Convert the rows from the first one through the one containing "[199,175,308,305]", both included, into a Markdown table with the columns Number and Line. Leave out any blank ones.

>> Begin Records to process

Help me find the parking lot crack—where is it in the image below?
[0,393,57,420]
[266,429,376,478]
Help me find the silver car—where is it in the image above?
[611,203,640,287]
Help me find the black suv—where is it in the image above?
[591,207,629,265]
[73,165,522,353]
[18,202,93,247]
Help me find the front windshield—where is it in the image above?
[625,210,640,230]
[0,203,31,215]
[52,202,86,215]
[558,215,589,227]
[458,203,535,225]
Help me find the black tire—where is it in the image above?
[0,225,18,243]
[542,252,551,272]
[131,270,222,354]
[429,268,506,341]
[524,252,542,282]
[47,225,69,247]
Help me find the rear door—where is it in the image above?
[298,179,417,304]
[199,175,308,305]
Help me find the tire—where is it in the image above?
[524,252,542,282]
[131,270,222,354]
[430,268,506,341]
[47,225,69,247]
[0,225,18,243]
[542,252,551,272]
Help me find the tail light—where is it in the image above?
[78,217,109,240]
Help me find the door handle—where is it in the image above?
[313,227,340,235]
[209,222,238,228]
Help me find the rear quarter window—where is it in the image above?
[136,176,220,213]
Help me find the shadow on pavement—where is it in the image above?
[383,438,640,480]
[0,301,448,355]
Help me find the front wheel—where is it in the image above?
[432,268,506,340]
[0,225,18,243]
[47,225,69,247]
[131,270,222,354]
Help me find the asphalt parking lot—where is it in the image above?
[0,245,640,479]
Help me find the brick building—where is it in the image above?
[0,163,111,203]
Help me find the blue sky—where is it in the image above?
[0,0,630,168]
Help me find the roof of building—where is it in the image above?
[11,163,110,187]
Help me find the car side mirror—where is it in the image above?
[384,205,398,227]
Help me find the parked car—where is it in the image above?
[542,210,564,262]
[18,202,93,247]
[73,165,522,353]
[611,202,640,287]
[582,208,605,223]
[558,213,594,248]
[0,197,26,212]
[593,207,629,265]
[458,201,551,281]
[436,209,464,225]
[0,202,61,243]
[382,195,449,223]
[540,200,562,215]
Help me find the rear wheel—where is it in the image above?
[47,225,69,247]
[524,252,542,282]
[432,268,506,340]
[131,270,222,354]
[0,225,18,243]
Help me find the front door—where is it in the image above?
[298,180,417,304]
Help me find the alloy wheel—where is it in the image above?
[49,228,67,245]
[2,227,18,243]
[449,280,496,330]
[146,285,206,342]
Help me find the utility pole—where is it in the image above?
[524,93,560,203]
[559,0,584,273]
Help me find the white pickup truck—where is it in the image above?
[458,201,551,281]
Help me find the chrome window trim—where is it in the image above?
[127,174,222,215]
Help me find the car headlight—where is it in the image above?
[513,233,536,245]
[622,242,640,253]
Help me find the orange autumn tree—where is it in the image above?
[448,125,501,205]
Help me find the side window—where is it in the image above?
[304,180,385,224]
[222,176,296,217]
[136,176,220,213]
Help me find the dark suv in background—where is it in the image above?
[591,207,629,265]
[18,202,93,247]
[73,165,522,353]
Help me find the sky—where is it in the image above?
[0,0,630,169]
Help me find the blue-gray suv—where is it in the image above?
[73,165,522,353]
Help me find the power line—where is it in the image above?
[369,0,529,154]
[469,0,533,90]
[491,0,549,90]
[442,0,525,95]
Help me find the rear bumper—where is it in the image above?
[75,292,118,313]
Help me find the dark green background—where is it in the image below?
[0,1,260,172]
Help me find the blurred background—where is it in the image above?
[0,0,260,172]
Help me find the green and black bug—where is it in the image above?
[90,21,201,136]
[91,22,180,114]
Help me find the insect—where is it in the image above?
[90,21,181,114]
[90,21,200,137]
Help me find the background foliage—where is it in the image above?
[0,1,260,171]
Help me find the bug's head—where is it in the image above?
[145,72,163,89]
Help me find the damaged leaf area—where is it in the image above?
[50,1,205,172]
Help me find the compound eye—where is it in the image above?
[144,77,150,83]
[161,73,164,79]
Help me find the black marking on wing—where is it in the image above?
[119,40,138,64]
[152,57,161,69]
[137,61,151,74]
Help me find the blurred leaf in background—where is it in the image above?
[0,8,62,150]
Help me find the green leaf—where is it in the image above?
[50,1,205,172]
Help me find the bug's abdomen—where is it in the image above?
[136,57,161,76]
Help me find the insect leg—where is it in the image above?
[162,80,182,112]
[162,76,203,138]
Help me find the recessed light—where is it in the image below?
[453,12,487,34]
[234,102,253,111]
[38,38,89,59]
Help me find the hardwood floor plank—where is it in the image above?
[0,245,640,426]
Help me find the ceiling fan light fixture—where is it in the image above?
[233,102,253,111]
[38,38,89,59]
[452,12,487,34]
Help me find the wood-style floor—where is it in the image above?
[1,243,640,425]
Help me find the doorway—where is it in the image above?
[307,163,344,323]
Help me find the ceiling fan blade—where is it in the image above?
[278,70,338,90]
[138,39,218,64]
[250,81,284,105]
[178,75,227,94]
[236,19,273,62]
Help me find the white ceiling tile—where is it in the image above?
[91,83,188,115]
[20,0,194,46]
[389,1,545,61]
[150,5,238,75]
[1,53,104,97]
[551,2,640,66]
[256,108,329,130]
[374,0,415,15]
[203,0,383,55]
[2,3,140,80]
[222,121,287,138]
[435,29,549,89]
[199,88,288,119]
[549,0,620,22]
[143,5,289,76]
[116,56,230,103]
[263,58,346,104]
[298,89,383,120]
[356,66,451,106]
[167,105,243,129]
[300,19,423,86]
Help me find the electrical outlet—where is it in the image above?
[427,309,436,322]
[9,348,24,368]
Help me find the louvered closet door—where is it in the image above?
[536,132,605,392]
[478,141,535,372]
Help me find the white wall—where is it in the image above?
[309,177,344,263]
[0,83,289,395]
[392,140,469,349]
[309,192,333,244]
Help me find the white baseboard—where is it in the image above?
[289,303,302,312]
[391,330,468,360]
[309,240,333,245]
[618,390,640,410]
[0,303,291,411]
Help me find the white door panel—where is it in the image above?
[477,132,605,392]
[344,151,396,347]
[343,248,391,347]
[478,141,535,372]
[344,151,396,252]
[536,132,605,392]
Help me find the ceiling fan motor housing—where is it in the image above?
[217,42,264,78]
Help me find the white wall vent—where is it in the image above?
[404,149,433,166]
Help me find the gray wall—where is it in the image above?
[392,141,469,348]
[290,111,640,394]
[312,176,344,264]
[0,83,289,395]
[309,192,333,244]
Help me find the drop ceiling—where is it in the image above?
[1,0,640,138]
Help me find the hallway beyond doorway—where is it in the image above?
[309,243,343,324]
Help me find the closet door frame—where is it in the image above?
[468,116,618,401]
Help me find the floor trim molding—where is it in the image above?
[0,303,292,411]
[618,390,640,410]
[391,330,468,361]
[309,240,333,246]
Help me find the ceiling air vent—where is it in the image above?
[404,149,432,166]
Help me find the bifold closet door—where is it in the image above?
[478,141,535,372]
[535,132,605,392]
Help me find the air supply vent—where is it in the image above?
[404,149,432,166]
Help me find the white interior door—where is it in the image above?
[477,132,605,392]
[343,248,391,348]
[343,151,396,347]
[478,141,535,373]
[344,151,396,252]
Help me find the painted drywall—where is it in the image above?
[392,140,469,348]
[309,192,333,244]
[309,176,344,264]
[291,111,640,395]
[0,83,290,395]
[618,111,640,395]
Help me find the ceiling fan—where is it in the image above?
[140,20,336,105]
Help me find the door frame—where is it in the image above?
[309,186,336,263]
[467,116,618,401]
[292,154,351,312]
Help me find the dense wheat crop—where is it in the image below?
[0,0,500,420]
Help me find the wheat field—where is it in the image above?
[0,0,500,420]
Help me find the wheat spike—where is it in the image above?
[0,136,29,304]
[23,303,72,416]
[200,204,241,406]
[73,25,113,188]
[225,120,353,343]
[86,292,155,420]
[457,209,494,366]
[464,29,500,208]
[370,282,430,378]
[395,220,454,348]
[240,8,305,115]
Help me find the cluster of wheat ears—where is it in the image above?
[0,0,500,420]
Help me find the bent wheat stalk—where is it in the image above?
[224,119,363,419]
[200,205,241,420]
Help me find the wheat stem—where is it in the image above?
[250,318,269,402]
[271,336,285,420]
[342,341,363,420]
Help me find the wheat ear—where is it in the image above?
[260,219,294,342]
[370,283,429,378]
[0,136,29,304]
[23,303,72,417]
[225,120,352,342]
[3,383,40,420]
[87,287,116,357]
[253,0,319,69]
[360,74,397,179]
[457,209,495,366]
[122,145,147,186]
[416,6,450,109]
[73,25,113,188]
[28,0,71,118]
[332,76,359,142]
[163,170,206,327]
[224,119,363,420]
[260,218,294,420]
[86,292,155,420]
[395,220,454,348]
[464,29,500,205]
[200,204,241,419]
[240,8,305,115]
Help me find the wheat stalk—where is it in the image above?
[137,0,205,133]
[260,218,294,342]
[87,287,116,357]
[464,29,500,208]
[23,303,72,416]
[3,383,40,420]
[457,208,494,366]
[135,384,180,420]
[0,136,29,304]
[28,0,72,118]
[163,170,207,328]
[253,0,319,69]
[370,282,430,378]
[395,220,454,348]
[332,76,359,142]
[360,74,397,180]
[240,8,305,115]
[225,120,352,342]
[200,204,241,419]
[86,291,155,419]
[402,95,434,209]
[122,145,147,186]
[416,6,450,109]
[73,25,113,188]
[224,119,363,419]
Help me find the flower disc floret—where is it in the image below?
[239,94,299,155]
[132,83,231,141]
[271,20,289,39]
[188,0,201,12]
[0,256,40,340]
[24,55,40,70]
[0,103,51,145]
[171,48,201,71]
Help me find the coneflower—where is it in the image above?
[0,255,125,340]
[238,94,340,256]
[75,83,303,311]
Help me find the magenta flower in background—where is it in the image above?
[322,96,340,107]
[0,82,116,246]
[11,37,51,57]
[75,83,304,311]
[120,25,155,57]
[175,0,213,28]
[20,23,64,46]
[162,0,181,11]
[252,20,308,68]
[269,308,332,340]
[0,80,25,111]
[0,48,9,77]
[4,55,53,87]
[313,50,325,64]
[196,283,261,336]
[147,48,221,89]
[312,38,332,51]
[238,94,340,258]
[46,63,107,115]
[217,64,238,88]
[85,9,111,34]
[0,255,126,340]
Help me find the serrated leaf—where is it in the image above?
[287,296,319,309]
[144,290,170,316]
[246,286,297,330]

>> End Records to process

Solution to this exercise ::
| Number | Line |
|---|---|
| 1 | Help me find the parking lot crack—where is it in the image below? |
| 2 | [0,393,57,420] |
| 3 | [266,429,376,478] |
| 4 | Help me find the silver car—where is it in the image above? |
| 5 | [611,203,640,287] |
| 6 | Help me find the black suv—where is it in the image above? |
| 7 | [591,207,629,265] |
| 8 | [73,165,522,353] |
| 9 | [18,202,93,247] |
| 10 | Help me find the front windshield—where is it in the image above? |
| 11 | [625,210,640,230] |
| 12 | [0,203,31,215] |
| 13 | [52,202,86,215] |
| 14 | [558,215,589,227] |
| 15 | [458,203,535,225] |
| 16 | Help me find the black tire—where is it in the image above? |
| 17 | [0,225,18,243] |
| 18 | [542,252,551,272] |
| 19 | [131,270,222,354] |
| 20 | [429,268,506,341] |
| 21 | [524,252,542,282] |
| 22 | [47,225,69,247] |
| 23 | Help me find the rear door—where is it in the image above? |
| 24 | [298,179,417,304] |
| 25 | [199,175,308,305] |